-- Document passage --
"""
Bee Box Sounds is a gentle work requiring attentiveness and on the weekend of its installment as part of #bringtolightproject17, the public is too busy, too distracted, too disinterested to engage…except the children.
Like bees to a honeypot. Children running. Children escaping their parents’ attention for a short moment. Children scolded and told to hurry up or grabbed by the hand. Do not touch! Don’t get too close!
Stop. Lean in. What can you hear? Do you hear the bees caught in their handwoven cells? Do you hear the clack of the loom? Do not touch! The refrain.
About 90 people, mostly children, experienced the work over two days of the October long weekend, installed in a sweet little rotunda in the heart of Dubbo’s CBD – a site flanked by cafes and on the main shopping strip.
A collaboration with weaver, Kelly Leonard of Mudgee, Bee Box Sounds came together over five months. It was a harmonious collaboration, both of us seeing the potential, the opportunity to extend our practices and bring new relevance to the mediums we work in.
It did that, however, the primary audience was not the one we imagined it to be when the time came. It was perfect for children. Just the right height, just the right amount of imagination required. Just the right mix of mediums to cultivate curiosity – from what sounds they could hear, to where the sounds were coming from, how many speakers were there, how were the ribbons woven, what’s a loom and why we’d done the work – the questions were frequent and genuine and they almost all came from children.
"""
-- Problem statement --
Does each statement below agree with the text about Bee Box Sounds? Answer yes or no for each, quoting the words from the text that settle it.
1. About 90 people saw the work over two days.
2. The collaboration with the weaver took about a year.
3. Most of the questions about the work came from adults.

-- Record excerpts --
"""
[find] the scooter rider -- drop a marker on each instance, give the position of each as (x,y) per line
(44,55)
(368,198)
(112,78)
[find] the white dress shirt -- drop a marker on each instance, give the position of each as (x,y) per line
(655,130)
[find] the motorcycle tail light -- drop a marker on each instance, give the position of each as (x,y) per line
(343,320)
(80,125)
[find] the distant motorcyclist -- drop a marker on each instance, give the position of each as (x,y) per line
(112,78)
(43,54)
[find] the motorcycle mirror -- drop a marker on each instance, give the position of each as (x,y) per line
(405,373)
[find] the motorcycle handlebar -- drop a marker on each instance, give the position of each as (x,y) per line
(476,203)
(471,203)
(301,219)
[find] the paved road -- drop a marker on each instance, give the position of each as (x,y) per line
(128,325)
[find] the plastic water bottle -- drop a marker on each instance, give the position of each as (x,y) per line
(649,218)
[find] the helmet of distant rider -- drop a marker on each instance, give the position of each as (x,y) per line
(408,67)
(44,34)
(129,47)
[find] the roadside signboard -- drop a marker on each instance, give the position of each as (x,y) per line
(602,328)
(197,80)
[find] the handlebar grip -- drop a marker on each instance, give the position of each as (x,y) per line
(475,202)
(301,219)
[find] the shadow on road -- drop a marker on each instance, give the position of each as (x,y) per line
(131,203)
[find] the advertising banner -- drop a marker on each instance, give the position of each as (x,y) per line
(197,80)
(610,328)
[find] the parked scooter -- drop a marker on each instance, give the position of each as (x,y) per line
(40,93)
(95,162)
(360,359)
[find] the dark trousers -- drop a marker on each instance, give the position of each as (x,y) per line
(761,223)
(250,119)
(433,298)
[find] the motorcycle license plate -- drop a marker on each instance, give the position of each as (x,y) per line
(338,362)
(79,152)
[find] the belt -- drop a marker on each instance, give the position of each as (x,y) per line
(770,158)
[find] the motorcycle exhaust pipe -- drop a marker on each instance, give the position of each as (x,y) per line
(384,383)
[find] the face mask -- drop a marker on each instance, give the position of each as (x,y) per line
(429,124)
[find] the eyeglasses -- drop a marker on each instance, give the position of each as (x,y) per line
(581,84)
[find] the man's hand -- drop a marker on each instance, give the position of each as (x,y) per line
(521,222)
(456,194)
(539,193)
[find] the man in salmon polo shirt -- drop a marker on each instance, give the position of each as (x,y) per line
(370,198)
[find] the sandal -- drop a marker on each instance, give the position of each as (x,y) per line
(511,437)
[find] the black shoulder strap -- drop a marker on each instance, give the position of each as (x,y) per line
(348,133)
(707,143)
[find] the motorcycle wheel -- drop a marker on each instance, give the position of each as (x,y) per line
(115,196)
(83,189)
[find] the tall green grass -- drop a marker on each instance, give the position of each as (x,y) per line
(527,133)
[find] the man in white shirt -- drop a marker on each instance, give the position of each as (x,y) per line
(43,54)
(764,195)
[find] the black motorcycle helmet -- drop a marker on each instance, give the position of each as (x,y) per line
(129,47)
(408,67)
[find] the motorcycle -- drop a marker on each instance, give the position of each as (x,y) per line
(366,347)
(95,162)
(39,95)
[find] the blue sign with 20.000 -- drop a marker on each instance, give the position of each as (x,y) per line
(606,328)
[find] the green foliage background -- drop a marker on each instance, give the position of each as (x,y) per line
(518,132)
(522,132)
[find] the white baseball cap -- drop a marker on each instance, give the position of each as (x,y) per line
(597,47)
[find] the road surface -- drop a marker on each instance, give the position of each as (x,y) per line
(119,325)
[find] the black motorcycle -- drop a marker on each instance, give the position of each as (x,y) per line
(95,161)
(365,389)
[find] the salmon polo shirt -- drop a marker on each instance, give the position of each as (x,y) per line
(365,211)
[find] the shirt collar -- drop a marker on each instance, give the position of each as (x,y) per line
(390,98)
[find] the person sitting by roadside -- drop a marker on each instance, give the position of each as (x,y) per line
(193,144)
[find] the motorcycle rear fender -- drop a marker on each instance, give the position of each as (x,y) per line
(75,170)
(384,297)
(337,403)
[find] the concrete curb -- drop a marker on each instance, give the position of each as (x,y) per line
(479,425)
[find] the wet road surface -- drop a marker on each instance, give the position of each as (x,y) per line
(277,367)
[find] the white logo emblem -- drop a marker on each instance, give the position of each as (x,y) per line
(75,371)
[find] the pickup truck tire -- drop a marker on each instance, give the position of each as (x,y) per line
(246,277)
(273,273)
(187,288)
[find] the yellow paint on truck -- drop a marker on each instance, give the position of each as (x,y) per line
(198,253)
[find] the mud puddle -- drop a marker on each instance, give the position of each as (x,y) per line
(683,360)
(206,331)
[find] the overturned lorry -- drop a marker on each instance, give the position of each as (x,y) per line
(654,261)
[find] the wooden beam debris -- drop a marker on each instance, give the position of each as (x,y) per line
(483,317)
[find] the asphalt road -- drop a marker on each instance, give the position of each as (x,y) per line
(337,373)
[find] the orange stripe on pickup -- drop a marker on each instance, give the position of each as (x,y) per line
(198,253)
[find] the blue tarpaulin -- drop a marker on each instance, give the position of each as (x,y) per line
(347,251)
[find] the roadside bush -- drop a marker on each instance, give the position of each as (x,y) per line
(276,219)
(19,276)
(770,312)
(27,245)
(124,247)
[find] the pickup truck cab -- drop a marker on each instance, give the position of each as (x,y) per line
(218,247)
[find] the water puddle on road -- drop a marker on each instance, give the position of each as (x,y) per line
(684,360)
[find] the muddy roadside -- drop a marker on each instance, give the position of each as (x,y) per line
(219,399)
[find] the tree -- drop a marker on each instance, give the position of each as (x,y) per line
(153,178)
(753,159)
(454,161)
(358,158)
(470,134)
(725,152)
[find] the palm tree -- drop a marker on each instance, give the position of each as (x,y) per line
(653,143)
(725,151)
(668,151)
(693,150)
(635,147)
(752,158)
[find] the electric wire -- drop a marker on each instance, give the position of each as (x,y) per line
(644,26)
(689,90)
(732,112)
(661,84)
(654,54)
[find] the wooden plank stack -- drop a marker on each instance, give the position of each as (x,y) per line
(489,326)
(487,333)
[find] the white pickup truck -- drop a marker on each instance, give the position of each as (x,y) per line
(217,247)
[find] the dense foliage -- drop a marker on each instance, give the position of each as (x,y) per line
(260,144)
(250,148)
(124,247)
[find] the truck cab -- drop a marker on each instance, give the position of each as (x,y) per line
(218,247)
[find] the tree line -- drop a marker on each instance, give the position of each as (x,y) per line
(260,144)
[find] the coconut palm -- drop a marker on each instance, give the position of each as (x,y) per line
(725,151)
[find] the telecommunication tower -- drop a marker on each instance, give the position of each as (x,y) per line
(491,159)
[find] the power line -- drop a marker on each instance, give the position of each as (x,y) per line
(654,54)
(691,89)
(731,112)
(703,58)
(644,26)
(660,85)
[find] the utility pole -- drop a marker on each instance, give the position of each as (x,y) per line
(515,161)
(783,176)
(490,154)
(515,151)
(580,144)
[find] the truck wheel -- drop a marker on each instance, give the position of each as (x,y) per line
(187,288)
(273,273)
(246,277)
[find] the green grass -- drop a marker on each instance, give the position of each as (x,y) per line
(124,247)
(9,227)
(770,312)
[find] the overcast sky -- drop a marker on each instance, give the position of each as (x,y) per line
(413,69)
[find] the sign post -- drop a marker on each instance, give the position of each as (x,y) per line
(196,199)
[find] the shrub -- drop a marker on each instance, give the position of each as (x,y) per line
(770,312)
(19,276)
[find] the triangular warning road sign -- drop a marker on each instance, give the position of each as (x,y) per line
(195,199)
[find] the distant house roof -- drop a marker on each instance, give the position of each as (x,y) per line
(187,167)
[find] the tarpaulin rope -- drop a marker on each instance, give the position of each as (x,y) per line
"""
-- Task output --
1. Yes: "About 90 people, mostly children, experienced the work over two days of the October long weekend"
2. No: "Bee Box Sounds came together over five months"
3. No: "the questions were frequent and genuine and they almost all came from children"